STUDY MATERIAL START
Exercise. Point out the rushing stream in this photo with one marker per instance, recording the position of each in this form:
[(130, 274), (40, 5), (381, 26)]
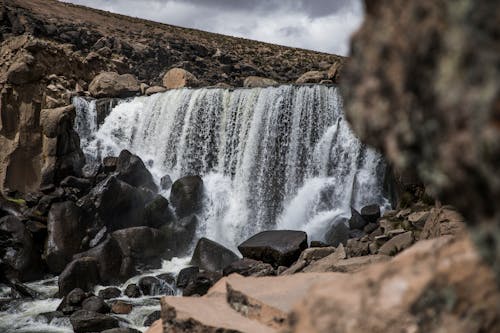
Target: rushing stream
[(279, 157)]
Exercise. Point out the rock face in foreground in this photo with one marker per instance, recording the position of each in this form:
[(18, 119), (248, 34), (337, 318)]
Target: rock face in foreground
[(430, 99)]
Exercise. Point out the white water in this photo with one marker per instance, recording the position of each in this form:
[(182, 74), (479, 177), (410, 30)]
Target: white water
[(278, 157)]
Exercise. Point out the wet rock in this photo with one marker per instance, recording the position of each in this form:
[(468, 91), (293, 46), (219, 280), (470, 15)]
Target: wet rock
[(201, 283), (397, 244), (249, 267), (110, 292), (338, 233), (179, 78), (66, 228), (158, 212), (20, 260), (120, 307), (88, 321), (357, 221), (211, 256), (179, 235), (186, 195), (132, 291), (151, 318), (132, 170), (276, 247), (258, 82), (370, 213), (80, 273), (145, 246), (96, 304), (111, 84)]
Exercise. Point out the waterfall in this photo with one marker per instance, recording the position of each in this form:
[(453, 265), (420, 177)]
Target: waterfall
[(277, 157)]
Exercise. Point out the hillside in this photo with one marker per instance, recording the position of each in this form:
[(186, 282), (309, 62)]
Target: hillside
[(147, 49)]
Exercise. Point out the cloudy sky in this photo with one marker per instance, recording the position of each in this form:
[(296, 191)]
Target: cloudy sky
[(322, 25)]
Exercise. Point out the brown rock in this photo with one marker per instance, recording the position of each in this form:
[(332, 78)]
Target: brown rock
[(179, 78), (112, 84)]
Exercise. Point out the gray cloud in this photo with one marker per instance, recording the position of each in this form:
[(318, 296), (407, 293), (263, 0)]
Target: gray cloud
[(322, 25)]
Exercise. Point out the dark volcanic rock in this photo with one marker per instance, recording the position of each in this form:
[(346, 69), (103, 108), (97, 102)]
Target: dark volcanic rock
[(88, 321), (80, 273), (249, 267), (20, 259), (370, 213), (186, 195), (132, 170), (276, 247), (211, 256), (66, 228)]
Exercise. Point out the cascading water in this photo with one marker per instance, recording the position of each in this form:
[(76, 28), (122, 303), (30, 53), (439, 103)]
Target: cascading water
[(277, 157)]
STUDY MATERIAL END
*AIM OF THE EXERCISE*
Print the records again exactly, without the pictures.

*SOLUTION FOR THIS PROBLEM*
Exercise. Point out the rushing stream in this photo with one marker per instance, recording the position of each in this form:
[(130, 274), (40, 5), (381, 26)]
Target: rushing stream
[(279, 157)]
Exercise. Point out the rock face in foreground in this photo with one marker per instance, recording the position of each in this form:
[(18, 119), (248, 34), (337, 318)]
Target: rock face in foreground
[(430, 99)]
Exercise. Point out the white water in this photo with one marker per instance, recording the position of each in this form:
[(182, 74), (479, 177), (410, 30)]
Target: white water
[(278, 157)]
Exercise. Point out the wet rock in this photo with one marker per instance, recording the position of each in this form:
[(468, 91), (293, 46), (219, 280), (470, 15)]
Target: wet rock
[(201, 283), (397, 244), (249, 267), (110, 292), (338, 233), (179, 78), (66, 228), (158, 212), (20, 260), (120, 307), (88, 321), (357, 221), (211, 256), (179, 235), (186, 195), (132, 291), (151, 318), (132, 170), (276, 247), (258, 82), (370, 213), (80, 273), (145, 246), (96, 304), (111, 84)]
Exercise. Point out the waterfall in this photo with one marker per instance, recording the position of each in this form:
[(453, 265), (420, 177)]
Target: waterfall
[(277, 157)]
Exercise. Point out the hillside in this photo with one marker per instance, recording the position of each in this form:
[(186, 282), (309, 62)]
Target: hillside
[(147, 49)]
Exercise. Point out the cloudy sky in this photo with one marker per instance, recording the position of each in this form:
[(296, 191)]
Target: cloudy sky
[(322, 25)]
Exercise. Point out the brown rock in this photo with one marker per instance, recording the position of each in this form:
[(332, 78)]
Target: brown rock
[(179, 78), (112, 84)]
Exercise. Point out the gray cloud in this photo with one marker per instance, recording the position of each in this form:
[(318, 296), (407, 293), (263, 0)]
Target: gray cloud
[(322, 25)]
Exercise. Point out the dark volcanic rock in this photo with one marker per instance, recording the position of each in this form:
[(346, 69), (103, 108), (97, 102)]
Target: dark volcanic rock
[(88, 321), (80, 273), (249, 267), (20, 259), (370, 213), (186, 195), (132, 170), (276, 247), (211, 256), (66, 228)]
Exercise. Point out the cascading water in this photo with one marker per instance, recording the position of each in this form:
[(76, 28), (122, 303), (30, 53), (439, 103)]
Target: cascading water
[(277, 157)]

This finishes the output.